**EXERCISE OBJECTIVE:** Write out the records below once more, exactly as they stand.
-- begin --
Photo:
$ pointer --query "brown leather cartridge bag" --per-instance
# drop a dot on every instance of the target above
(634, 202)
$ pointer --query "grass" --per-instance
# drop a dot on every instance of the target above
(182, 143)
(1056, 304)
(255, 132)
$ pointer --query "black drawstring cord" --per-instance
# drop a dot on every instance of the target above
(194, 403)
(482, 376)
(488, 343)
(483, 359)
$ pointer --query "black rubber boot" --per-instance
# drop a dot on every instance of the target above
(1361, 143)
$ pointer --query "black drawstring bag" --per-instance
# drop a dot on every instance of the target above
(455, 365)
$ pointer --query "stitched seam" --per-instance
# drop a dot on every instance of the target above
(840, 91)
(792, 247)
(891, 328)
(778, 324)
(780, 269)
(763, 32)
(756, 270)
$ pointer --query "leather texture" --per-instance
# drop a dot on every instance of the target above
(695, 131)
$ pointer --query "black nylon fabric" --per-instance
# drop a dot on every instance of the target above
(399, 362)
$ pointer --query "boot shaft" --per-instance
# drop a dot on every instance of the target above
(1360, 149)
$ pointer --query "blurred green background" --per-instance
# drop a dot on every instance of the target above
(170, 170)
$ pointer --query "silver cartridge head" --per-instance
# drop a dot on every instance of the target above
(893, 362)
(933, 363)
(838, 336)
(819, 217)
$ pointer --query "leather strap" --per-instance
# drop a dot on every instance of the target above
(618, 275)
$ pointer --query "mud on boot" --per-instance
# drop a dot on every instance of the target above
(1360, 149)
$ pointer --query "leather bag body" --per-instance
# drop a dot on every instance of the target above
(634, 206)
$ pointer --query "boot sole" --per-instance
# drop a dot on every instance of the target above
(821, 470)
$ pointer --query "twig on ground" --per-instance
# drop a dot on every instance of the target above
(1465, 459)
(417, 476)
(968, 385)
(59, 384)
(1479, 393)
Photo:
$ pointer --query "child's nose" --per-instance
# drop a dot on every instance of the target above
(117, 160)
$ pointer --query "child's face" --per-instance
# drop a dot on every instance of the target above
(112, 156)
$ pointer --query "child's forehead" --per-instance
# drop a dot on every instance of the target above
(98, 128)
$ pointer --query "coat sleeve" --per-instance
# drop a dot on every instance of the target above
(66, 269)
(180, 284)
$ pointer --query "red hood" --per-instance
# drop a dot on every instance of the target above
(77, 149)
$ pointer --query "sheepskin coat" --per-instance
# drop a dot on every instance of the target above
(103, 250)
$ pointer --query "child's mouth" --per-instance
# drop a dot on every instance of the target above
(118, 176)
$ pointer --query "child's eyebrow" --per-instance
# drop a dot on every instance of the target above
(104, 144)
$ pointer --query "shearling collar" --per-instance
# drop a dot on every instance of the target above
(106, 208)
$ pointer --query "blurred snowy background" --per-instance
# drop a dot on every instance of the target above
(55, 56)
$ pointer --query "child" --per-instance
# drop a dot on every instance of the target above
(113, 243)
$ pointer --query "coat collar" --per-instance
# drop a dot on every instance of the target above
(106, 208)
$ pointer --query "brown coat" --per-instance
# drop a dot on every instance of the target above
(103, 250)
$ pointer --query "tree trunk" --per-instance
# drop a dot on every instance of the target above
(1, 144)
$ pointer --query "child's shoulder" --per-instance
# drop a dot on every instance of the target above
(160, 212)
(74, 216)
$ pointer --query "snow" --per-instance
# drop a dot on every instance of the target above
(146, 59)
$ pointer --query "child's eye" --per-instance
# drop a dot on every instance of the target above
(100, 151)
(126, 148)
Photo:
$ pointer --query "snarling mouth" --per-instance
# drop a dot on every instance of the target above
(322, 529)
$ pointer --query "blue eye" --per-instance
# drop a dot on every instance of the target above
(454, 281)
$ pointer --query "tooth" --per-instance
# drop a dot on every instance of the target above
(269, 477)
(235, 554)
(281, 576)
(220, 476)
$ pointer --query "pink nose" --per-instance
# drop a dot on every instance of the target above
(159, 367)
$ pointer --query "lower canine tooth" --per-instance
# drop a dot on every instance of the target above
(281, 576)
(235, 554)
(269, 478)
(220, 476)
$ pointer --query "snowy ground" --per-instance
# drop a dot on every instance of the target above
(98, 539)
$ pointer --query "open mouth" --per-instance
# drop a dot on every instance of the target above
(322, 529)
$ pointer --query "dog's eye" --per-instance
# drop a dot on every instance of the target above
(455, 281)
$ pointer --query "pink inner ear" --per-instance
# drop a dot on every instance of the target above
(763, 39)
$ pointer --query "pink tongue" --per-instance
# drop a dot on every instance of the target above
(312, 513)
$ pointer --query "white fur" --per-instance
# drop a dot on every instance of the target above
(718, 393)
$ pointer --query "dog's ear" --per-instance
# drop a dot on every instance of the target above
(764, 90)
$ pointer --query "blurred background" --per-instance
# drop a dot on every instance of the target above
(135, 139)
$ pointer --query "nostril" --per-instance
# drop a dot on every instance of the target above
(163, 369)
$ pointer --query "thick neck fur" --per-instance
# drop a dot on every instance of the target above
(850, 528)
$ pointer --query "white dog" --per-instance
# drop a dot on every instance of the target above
-- end --
**SOLUTION TO THE PROBLEM:**
Photo:
$ pointer --query "brown leather cartridge bag" --per-instance
# drop a dot on every instance of the target above
(634, 202)
$ pointer --query "grass" --per-instance
# drop a dot on every instance of the target above
(182, 143)
(1056, 304)
(255, 132)
$ pointer --query "black drawstring cord" --per-instance
# drop a dot on every instance of the target above
(194, 403)
(482, 376)
(488, 343)
(483, 359)
$ pointer --query "black rubber boot" --per-instance
# drop a dot on every instance of the target above
(1361, 143)
$ pointer --query "black drawstring bag" --per-instance
# drop a dot on every instance of the target above
(455, 365)
$ pointer --query "stitched seam" --per-instance
# drop a dot on every instance of the target above
(840, 91)
(792, 247)
(891, 328)
(778, 324)
(780, 269)
(763, 32)
(756, 270)
$ pointer --query "leather texture" --per-instance
# drop a dot on every instance of the target above
(695, 131)
$ pointer --query "black nylon fabric" --per-instance
# drop a dot on every instance of the target above
(399, 362)
$ pointer --query "boot shaft" --per-instance
# drop a dot on every instance of the target above
(1360, 149)
$ pointer --query "blurred green background" --per-instance
# drop a dot on every instance of the target above
(170, 170)
$ pointer --query "silver cartridge head" --per-instance
# drop a dot on every instance of the target above
(893, 362)
(933, 363)
(838, 336)
(819, 217)
$ pointer --query "leather strap" --per-instance
# drop a dot on every instance of the target above
(618, 275)
$ pointer --query "mud on boot" --per-instance
# drop a dot on every instance of the target above
(1360, 149)
$ pointer --query "leather bag body" --per-instance
# drop a dot on every instance of the target above
(634, 206)
$ pointer --query "boot sole" --per-instance
# drop a dot on every instance of the target above
(821, 470)
$ pointer --query "twig on ground" --per-instance
# drop a dot on every instance of the target above
(1465, 459)
(417, 476)
(968, 385)
(59, 384)
(1479, 393)
Photo:
$ pointer --query "child's nose" --per-instance
# drop a dot on every instance of the target above
(117, 160)
$ pointer --query "child's face" --per-instance
# drop a dot on every instance of the target above
(112, 156)
$ pointer --query "child's forehead" --per-instance
# drop a dot on every instance of the target above
(98, 128)
$ pointer --query "coat sleeve" --per-instance
# drop a dot on every instance of the target above
(66, 269)
(180, 284)
$ pointer --query "red hood" --per-instance
# drop a dot on every instance of the target above
(77, 149)
$ pointer --query "sheepskin coat" --per-instance
# drop a dot on every instance of the target above
(103, 250)
$ pointer --query "child's mouth" --per-instance
# drop a dot on every instance of the target above
(118, 176)
$ pointer --query "child's eyebrow" --per-instance
# drop a dot on every instance of the target above
(104, 144)
$ pointer --query "shearling collar" --per-instance
# drop a dot on every instance of the target above
(106, 208)
$ pointer --query "blurred snowy background" --per-instance
# drop a dot on every instance of the target above
(55, 56)
$ pointer --query "child" --per-instance
# drop a dot on every instance of the target above
(113, 243)
$ pointer --query "coat collar" --per-instance
# drop a dot on every instance of the target above
(106, 208)
$ pointer --query "brown coat" --per-instance
# drop a dot on every instance of the target above
(103, 250)
$ pointer --query "tree trunk" --per-instance
# drop a dot on every instance of the target above
(1, 144)
$ pointer --query "child's shoulder" --per-instance
# drop a dot on every instance of the target above
(160, 212)
(74, 216)
$ pointer --query "snow" --per-instance
# drop a dot on every instance of the target above
(146, 59)
$ pointer --query "child's eye" --per-instance
# drop a dot on every instance of the target above
(100, 151)
(126, 148)
Photo:
$ pointer --query "snarling mouth" --per-instance
# drop a dot on every instance of the target above
(322, 529)
$ pointer --query "blue eye" --per-instance
# drop a dot on every instance of the target above
(454, 281)
$ pointer --query "tooth" --per-instance
# drop a dot on every instance of the target above
(269, 477)
(235, 554)
(281, 576)
(220, 476)
$ pointer --query "pink nose" --per-instance
# drop a dot on every instance of the target above
(159, 367)
$ pointer --query "lower canine tooth" --per-instance
# drop a dot on every instance of the target above
(281, 576)
(235, 554)
(269, 478)
(220, 476)
$ pointer --query "snowy ground" --per-instance
# drop a dot on every instance of the target above
(98, 539)
$ pointer --query "open mouth" --per-instance
# drop a dot on every instance of the target above
(322, 529)
$ pointer --query "dog's eye" --per-instance
# drop a dot on every instance of the target above
(455, 281)
$ pointer --query "pink inner ear" --per-instance
# drop a dot on every instance of the target above
(763, 39)
$ pointer --query "pink tongue" --per-instance
# drop a dot on every instance of the target above
(312, 513)
$ pointer --query "white fur" --per-instance
# drop a dot on every instance of the target above
(718, 393)
$ pointer --query "dog's ear" --per-instance
# drop a dot on every instance of the target above
(764, 90)
$ pointer --query "blurred background" --per-instance
# drop a dot on every instance of the target above
(135, 139)
$ pointer --query "nostril" --per-instance
# drop a dot on every instance of the target above
(163, 369)
$ pointer --query "thick neck fur" --per-instance
# drop a dot on every instance of the target above
(850, 528)
$ pointer --query "white dog" --per-instance
# drop a dot on every instance of the target above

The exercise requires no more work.